▶ _Problem details_: Rescale every line from the one containing "[point] every instance of the black steering" through the end of the material, both ends included. Multiply each x and y coordinate by 2.2 and round to a whole number with halves rounding up, and reproduce the request lines unchanged.

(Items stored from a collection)
============

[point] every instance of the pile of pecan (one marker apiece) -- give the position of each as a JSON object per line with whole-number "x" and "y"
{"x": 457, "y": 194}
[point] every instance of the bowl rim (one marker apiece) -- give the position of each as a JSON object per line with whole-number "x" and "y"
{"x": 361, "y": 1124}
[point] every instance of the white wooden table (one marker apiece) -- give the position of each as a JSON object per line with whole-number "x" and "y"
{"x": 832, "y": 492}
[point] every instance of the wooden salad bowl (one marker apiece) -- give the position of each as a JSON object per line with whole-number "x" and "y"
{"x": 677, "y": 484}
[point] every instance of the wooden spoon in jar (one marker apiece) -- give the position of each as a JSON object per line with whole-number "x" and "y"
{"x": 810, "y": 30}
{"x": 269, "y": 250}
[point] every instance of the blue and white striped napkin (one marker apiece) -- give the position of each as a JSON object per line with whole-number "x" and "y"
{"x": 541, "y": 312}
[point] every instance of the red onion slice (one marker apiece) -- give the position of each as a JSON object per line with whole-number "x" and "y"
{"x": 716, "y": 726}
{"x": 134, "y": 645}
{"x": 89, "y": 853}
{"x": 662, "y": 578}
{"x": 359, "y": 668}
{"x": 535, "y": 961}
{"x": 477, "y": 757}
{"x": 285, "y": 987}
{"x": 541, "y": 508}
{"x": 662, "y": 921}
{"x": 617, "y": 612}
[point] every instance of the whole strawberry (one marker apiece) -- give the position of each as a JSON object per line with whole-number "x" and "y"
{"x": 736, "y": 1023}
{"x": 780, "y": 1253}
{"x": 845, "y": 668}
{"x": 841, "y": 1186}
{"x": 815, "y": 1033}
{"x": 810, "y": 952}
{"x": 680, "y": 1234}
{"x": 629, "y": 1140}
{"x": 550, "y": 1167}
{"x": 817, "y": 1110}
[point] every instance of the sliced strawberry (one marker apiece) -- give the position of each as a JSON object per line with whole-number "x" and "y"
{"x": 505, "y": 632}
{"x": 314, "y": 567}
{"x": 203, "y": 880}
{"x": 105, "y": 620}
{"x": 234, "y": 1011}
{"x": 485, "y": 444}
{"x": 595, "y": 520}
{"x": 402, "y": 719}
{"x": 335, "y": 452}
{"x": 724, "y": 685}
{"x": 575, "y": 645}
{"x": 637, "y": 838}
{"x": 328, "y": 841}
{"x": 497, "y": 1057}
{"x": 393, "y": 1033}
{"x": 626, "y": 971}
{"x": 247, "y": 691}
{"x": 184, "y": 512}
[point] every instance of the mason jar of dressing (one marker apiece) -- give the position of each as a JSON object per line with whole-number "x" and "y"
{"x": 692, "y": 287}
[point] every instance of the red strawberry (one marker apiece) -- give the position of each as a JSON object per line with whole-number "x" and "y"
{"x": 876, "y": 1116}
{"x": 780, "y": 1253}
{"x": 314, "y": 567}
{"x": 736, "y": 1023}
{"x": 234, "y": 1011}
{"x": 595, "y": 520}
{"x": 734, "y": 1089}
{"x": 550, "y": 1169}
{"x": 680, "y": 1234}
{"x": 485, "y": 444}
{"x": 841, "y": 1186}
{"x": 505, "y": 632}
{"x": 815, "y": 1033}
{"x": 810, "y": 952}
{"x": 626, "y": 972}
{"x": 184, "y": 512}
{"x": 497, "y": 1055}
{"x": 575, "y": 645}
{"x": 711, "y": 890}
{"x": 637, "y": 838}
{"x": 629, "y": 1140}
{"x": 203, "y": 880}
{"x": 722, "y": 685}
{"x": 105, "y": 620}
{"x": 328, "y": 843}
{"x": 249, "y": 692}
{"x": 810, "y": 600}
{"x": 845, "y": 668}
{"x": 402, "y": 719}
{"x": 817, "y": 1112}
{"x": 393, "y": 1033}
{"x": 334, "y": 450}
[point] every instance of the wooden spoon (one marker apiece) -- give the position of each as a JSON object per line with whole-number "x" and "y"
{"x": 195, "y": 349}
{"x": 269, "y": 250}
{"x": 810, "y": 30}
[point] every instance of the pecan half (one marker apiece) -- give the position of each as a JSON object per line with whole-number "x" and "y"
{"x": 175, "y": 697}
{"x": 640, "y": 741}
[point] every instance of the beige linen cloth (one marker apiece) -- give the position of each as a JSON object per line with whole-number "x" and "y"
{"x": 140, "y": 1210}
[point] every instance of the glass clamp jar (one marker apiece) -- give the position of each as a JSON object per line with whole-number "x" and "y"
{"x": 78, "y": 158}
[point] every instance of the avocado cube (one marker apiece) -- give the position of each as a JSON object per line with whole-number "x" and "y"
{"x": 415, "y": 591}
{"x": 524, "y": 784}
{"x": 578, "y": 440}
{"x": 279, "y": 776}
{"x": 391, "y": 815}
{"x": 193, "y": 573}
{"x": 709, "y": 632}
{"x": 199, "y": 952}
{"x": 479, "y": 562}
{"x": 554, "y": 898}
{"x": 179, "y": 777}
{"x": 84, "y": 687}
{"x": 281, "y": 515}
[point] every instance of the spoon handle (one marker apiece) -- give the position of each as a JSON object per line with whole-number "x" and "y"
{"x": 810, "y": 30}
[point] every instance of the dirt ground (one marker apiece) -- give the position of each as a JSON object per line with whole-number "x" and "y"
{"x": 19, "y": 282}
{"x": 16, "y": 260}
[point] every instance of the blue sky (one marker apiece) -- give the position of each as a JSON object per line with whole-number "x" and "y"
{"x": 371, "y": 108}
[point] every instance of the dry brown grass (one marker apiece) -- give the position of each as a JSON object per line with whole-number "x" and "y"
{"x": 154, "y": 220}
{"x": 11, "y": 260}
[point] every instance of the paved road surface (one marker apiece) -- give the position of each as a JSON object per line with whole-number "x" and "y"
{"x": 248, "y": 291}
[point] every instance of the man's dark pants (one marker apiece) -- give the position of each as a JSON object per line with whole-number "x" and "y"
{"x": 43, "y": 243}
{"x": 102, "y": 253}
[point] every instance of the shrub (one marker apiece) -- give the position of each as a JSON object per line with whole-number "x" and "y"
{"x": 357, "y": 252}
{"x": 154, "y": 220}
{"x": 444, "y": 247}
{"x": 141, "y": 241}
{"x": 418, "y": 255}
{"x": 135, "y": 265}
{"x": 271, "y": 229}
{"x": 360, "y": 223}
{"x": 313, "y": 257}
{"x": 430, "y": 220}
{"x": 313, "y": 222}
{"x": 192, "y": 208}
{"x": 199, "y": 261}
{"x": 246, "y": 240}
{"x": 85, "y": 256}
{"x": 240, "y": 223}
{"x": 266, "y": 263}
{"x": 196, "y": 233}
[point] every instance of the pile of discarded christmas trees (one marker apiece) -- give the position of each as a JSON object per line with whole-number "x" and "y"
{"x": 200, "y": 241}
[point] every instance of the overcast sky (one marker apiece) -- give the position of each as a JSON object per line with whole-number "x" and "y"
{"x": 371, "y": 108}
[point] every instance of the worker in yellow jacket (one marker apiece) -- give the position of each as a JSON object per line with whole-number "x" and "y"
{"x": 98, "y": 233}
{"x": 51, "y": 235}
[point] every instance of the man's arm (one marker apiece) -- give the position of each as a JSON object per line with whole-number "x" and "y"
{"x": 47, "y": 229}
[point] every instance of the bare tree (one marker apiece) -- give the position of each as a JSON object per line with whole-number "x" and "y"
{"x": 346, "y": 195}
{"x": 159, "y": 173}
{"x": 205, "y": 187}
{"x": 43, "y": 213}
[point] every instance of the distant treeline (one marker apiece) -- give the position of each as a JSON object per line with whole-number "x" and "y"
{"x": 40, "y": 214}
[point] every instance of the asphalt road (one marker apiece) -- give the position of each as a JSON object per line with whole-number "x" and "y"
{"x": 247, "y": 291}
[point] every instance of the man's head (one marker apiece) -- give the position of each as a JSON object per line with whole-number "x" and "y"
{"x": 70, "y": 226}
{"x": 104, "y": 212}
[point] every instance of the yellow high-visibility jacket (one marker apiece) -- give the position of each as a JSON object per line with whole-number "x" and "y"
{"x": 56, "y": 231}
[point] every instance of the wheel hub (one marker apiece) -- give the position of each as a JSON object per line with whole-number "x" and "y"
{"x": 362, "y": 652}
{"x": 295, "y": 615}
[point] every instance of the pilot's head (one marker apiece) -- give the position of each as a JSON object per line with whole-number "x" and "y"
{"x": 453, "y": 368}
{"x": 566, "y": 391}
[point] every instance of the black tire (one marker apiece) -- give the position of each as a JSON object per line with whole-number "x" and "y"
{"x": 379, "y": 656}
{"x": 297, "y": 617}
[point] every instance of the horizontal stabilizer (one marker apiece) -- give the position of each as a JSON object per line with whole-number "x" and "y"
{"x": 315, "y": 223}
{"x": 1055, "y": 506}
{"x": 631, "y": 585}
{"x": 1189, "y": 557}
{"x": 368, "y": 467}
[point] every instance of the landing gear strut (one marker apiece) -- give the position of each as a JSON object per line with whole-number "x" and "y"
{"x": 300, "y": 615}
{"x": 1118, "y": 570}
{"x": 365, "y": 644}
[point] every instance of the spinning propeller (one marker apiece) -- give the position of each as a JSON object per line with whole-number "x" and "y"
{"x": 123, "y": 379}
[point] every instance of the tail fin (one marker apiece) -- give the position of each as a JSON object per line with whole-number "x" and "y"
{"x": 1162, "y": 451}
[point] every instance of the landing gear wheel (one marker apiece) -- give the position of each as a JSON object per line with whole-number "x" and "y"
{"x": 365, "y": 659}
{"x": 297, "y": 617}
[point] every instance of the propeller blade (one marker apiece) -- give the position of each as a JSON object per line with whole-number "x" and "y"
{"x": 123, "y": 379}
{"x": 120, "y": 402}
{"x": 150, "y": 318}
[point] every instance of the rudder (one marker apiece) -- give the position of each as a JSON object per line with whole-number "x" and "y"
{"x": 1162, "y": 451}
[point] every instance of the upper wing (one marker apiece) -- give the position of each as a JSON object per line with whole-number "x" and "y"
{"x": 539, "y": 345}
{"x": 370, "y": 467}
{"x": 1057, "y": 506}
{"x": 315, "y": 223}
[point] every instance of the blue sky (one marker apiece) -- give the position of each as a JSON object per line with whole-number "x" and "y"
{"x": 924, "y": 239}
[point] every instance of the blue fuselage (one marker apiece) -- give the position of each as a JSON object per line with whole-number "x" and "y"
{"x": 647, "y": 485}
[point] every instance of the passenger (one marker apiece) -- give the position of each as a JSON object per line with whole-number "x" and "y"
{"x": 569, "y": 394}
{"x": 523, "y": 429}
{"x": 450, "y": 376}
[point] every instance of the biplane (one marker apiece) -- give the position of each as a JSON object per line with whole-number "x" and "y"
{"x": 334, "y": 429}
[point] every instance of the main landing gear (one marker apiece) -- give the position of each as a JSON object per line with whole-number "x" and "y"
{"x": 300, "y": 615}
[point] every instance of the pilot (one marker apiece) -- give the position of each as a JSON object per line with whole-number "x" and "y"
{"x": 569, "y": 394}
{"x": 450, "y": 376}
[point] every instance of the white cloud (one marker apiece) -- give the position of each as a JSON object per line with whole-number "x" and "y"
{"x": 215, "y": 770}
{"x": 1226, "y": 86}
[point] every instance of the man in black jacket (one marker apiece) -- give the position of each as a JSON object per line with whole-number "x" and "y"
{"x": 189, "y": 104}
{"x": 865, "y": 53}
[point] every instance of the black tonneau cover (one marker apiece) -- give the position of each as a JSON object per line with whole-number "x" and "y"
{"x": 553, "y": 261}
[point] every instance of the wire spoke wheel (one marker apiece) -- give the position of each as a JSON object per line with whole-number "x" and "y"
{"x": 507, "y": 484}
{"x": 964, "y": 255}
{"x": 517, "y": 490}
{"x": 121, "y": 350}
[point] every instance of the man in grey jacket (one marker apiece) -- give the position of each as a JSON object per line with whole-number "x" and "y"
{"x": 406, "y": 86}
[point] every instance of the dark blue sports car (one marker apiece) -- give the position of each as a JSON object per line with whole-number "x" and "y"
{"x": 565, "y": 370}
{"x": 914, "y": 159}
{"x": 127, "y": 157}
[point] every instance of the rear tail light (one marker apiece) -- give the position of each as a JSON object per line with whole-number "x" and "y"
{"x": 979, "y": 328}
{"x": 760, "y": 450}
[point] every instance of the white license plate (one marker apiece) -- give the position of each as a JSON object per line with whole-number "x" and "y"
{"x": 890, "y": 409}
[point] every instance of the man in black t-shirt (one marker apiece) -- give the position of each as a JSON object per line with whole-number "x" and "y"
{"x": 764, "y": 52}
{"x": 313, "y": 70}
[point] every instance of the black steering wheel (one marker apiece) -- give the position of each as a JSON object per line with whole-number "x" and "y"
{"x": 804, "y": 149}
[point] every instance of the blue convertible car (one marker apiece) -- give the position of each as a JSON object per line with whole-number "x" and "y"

============

▶ _Reply_:
[point] every instance of the black steering wheel (one marker apiece) -- give the position of each as a JSON object per line with whole-number "x" and "y"
{"x": 1769, "y": 328}
[point] every instance of the blue convertible car (one marker apiece) -- give the position of each as a JSON object per line with whole-number "x" and "y"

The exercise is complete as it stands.